▶ **Document text**
↓↓↓

# Heavy Breathing, looking for help!



## Kaluig (Dec 6, 2010)

My 10 year od german sheppard, Igor, has been breathing heavily for almost one month now. He has never had this problem before. He is also sneezing and is congested. He continues to lick his paws/floor/carpet and shake his head. I noticed a new thing on his licking. After he drinks water or finishes licking his paws, carpet or floor, he starts to put his tongue out making a splashing noise like pla pla pla, which seems his tongue is kind of glued to something, it is just weird and different. I taped that as well and my vet said that is related to the congestion he is heaving.

He had a bacteria in one of his ear last month. My vet prescribed trizultraketo with baytril and I was suposed to drop a small quantity in his ear but since he shook his head with the first drop, i was giving a little squeeze inside his ear instead. I was supposed to do that for 3 weeks but after 2 weeks, I noticed he was getting congested and then the heavy breathing started. I stopped with the ear drops thinking it could be related.

↑↑↑

Please copy out the whole forum post about the dog's heavy breathing word for word. The rows come from a different source than the forum post.

▶ **Listed records**
↓↓↓

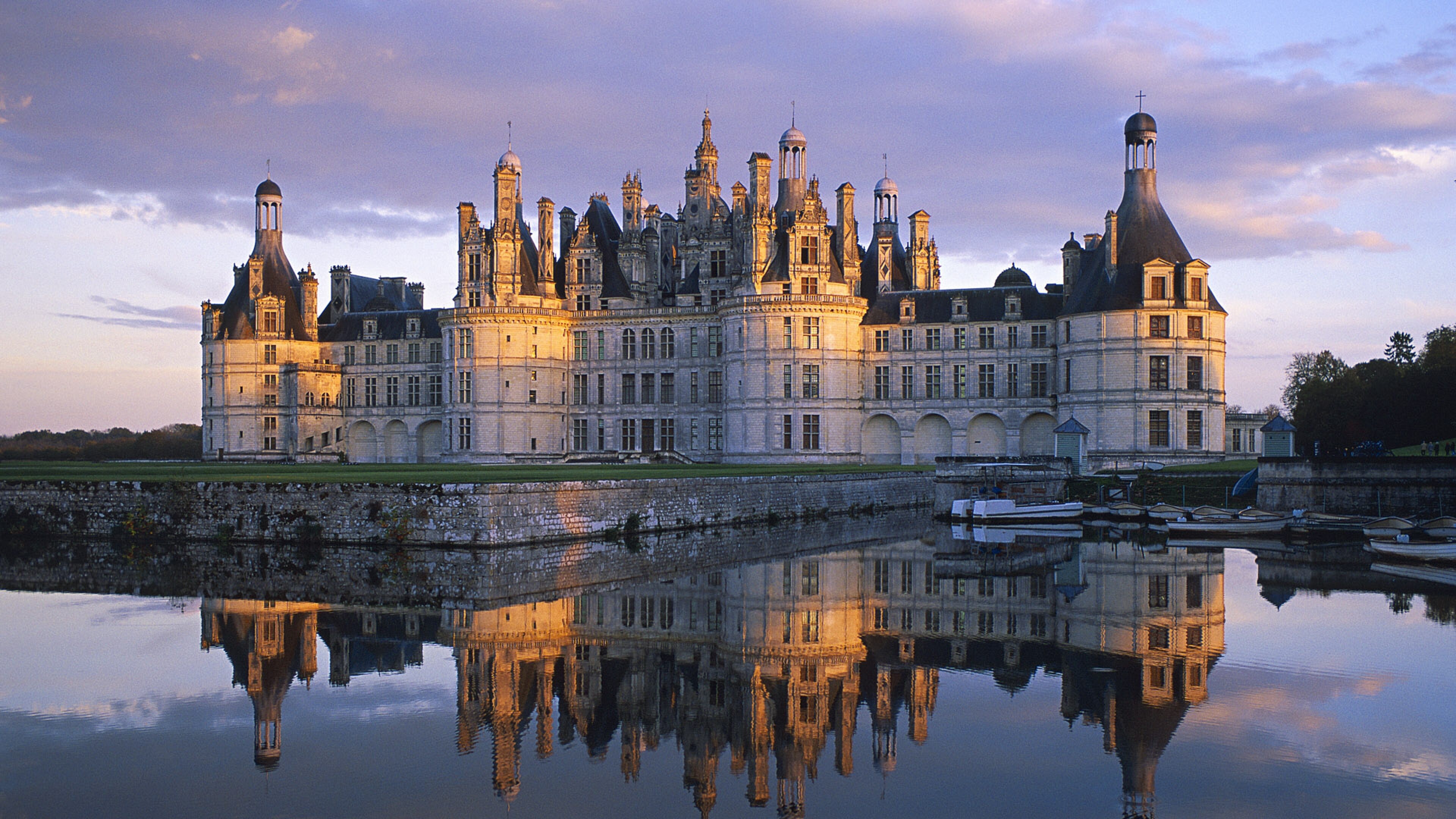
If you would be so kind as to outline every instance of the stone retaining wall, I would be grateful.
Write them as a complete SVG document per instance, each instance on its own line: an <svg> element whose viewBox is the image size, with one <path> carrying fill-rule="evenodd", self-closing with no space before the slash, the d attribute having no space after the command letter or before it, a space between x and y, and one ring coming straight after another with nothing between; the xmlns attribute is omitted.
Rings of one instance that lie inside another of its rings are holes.
<svg viewBox="0 0 1456 819"><path fill-rule="evenodd" d="M1258 506L1420 519L1456 514L1456 458L1261 458Z"/></svg>
<svg viewBox="0 0 1456 819"><path fill-rule="evenodd" d="M531 484L0 482L12 533L510 545L929 507L925 472Z"/></svg>

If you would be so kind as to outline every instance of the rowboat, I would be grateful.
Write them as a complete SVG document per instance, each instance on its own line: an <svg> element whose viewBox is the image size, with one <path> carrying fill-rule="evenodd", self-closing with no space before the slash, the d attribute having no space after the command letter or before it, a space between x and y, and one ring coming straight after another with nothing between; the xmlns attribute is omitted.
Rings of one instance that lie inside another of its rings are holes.
<svg viewBox="0 0 1456 819"><path fill-rule="evenodd" d="M1424 541L1409 535L1396 535L1395 538L1372 538L1366 548L1380 555L1456 561L1456 539L1453 538Z"/></svg>
<svg viewBox="0 0 1456 819"><path fill-rule="evenodd" d="M1424 580L1427 583L1443 583L1456 586L1456 568L1444 565L1417 565L1409 563L1373 563L1370 568L1383 574L1393 574L1408 580Z"/></svg>
<svg viewBox="0 0 1456 819"><path fill-rule="evenodd" d="M1169 520L1174 535L1259 535L1289 529L1293 517L1223 517L1208 520Z"/></svg>
<svg viewBox="0 0 1456 819"><path fill-rule="evenodd" d="M951 503L951 517L973 517L976 520L1076 520L1082 517L1082 504L1073 501L1018 506L1015 500L957 500Z"/></svg>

↑↑↑

▶ **Solution**
# Heavy Breathing, looking for help!



## Kaluig (Dec 6, 2010)

My 10 year od german sheppard, Igor, has been breathing heavily for almost one month now. He has never had this problem before. He is also sneezing and is congested. He continues to lick his paws/floor/carpet and shake his head. I noticed a new thing on his licking. After he drinks water or finishes licking his paws, carpet or floor, he starts to put his tongue out making a splashing noise like pla pla pla, which seems his tongue is kind of glued to something, it is just weird and different. I taped that as well and my vet said that is related to the congestion he is heaving.

He had a bacteria in one of his ear last month. My vet prescribed trizultraketo with baytril and I was suposed to drop a small quantity in his ear but since he shook his head with the first drop, i was giving a little squeeze inside his ear instead. I was supposed to do that for 3 weeks but after 2 weeks, I noticed he was getting congested and then the heavy breathing started. I stopped with the ear drops thinking it could be related.